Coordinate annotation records
^^^^^^^^

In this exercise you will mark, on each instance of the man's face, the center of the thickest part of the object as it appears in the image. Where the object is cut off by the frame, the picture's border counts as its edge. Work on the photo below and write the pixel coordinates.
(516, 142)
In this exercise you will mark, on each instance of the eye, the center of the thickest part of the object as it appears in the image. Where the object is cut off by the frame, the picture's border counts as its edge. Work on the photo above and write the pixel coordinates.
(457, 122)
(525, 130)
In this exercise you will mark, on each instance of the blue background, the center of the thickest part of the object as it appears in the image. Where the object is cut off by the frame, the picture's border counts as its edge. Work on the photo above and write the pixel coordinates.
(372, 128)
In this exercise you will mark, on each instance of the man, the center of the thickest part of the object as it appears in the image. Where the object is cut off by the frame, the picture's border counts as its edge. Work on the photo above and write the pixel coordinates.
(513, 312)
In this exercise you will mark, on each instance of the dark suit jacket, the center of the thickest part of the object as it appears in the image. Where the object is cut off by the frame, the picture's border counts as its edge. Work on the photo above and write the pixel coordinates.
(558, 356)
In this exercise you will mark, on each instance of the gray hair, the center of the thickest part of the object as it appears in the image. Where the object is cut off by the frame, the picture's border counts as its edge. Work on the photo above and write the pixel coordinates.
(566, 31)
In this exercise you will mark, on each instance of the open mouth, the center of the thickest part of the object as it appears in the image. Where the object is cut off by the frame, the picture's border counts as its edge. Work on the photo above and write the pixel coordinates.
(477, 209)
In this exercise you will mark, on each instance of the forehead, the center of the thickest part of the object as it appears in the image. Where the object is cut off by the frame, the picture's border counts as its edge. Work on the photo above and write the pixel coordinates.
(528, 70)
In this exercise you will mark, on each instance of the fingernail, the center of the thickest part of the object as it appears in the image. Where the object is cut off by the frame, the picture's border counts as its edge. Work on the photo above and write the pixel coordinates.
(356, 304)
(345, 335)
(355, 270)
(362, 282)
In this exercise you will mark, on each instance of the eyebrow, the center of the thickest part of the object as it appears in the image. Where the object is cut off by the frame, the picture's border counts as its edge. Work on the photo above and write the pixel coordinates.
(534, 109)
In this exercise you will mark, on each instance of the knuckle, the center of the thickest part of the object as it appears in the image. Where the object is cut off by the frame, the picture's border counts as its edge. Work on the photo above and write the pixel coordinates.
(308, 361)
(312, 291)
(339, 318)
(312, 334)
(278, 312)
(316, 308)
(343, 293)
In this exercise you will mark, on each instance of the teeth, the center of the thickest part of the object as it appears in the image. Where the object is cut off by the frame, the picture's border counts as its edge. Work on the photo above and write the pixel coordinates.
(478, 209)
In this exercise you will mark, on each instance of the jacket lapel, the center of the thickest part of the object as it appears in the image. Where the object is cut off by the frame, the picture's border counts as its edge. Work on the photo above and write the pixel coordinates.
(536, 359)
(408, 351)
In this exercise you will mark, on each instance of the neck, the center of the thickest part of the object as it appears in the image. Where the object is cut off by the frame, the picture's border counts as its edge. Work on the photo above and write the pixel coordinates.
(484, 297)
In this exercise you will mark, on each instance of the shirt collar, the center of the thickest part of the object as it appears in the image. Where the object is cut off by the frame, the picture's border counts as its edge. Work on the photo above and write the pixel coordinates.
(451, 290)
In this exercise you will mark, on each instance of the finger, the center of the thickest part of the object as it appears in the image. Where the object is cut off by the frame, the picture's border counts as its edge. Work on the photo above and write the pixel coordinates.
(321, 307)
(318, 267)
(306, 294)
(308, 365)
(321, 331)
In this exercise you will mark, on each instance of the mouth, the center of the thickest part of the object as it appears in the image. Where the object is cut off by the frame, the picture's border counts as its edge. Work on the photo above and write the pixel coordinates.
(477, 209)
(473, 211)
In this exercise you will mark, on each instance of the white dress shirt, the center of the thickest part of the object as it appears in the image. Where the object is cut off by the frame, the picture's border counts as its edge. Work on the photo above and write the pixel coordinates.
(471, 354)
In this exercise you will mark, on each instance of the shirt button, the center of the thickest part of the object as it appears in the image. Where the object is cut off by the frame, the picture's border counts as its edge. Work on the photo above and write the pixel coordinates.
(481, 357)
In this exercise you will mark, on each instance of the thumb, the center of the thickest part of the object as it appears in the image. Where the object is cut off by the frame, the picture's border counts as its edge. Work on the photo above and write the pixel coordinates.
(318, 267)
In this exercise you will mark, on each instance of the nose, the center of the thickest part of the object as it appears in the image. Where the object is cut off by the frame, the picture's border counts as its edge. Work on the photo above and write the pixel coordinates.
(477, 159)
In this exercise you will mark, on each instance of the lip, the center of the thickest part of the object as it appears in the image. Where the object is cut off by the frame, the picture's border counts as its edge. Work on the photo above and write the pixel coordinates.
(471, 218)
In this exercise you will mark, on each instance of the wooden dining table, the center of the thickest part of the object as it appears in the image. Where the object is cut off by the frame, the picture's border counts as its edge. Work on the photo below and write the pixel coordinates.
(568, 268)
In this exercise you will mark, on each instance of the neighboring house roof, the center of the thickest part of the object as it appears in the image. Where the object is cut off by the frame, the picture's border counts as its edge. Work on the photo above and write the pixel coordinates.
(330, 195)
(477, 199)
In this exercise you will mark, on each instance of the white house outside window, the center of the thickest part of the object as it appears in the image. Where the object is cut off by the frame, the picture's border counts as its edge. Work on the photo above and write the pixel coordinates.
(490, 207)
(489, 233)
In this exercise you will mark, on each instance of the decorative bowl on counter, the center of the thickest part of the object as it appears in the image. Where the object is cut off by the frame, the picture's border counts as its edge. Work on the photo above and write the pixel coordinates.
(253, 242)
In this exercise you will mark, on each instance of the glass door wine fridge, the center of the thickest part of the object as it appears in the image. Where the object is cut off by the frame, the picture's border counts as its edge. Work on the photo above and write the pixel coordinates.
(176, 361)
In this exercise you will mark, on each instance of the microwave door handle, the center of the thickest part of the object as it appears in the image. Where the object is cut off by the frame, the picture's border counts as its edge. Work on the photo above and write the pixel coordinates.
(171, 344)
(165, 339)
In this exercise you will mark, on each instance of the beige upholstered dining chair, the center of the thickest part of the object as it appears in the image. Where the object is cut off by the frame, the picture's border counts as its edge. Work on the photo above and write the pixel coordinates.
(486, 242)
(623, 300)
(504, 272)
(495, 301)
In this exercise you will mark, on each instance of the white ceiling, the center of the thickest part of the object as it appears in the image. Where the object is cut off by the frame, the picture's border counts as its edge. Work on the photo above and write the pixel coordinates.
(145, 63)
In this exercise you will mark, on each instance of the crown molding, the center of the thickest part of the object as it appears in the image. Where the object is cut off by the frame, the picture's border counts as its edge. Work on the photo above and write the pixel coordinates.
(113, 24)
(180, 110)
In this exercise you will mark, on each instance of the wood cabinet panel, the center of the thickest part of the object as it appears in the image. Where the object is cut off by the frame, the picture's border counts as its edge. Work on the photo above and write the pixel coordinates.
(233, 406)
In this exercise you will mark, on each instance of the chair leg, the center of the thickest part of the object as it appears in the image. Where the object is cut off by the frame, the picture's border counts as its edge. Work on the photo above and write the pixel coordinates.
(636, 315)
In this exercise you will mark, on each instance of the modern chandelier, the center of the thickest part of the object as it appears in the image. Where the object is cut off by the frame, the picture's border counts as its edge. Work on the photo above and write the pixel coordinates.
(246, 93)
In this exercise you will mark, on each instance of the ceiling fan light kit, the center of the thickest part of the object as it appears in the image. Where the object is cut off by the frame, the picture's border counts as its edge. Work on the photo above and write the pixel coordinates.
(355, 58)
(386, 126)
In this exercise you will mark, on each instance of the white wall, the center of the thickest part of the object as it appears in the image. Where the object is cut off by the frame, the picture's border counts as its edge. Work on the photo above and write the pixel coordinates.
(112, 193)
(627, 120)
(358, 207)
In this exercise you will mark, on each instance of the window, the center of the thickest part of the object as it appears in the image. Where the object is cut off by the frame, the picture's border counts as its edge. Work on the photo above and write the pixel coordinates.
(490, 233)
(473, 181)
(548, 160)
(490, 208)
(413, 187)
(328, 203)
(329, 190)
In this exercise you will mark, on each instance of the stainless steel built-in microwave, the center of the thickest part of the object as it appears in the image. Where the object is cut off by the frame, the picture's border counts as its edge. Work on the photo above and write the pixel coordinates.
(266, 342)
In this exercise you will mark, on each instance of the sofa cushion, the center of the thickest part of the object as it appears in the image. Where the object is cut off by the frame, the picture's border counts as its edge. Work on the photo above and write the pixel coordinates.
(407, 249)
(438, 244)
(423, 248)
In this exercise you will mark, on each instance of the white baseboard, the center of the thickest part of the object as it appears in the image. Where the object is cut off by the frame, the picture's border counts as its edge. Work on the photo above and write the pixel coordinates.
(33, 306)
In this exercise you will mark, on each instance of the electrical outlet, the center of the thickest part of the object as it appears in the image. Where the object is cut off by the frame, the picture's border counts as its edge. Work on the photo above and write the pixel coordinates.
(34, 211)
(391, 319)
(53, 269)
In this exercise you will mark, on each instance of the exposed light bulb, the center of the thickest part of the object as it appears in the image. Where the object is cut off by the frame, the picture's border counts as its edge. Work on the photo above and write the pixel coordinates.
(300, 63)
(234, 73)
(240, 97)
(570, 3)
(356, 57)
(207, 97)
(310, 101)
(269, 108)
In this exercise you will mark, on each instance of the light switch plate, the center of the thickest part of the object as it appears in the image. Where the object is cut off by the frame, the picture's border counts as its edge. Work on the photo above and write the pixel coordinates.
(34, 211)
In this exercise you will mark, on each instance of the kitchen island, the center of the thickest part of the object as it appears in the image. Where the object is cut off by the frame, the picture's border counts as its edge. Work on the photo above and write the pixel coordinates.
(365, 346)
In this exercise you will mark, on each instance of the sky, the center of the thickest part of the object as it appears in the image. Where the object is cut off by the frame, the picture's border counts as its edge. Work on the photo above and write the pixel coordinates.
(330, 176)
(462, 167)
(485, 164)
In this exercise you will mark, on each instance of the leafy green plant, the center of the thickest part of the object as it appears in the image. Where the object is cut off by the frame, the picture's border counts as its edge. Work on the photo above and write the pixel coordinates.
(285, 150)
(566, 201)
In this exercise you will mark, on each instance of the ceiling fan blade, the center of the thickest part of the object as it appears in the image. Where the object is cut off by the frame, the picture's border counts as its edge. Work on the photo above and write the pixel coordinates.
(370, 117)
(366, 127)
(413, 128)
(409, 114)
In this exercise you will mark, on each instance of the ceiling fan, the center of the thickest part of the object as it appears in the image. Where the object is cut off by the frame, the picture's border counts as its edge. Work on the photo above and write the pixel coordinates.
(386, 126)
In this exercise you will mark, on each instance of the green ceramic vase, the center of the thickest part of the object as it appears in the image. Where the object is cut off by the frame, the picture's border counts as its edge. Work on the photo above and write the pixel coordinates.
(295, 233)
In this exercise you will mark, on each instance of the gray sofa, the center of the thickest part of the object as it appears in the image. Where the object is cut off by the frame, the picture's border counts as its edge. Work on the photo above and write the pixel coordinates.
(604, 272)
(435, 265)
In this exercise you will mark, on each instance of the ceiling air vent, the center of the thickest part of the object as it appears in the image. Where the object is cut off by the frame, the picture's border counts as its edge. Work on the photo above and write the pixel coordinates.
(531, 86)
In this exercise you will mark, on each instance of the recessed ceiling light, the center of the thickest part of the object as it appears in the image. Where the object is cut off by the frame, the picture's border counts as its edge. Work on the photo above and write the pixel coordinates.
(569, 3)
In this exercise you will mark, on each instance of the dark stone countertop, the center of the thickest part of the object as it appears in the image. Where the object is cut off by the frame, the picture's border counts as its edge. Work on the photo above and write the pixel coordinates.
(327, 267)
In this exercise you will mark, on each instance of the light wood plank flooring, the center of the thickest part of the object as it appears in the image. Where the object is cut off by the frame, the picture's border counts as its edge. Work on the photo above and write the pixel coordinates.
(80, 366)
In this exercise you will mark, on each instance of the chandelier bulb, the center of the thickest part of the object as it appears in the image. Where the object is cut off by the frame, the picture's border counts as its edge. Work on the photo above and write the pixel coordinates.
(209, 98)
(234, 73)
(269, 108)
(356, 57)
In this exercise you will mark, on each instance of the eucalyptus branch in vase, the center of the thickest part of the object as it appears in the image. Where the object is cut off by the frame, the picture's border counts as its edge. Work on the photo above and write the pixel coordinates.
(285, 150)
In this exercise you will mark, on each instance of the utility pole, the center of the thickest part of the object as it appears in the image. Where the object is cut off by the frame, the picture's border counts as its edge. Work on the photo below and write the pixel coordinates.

^^^^^^^^

All lines from the one that contains "of the eucalyptus" through the end of the material are to be quoted exactly, with both ends included.

In this exercise you will mark, on each instance of the eucalyptus branch in vase, the center of the thickest part of the object as it appears in the image. Where the object is cut off by the frame, the picture's border counts as its edge. Work on the photo above and write the pixel coordinates.
(285, 150)
In this exercise you will mark, on each instance of the utility pole, the center of the thickest part of the object as it appears in the image. Where the object is cut off by the frame, the picture's border counts as its edge. Work on the photo below and write the pixel coordinates.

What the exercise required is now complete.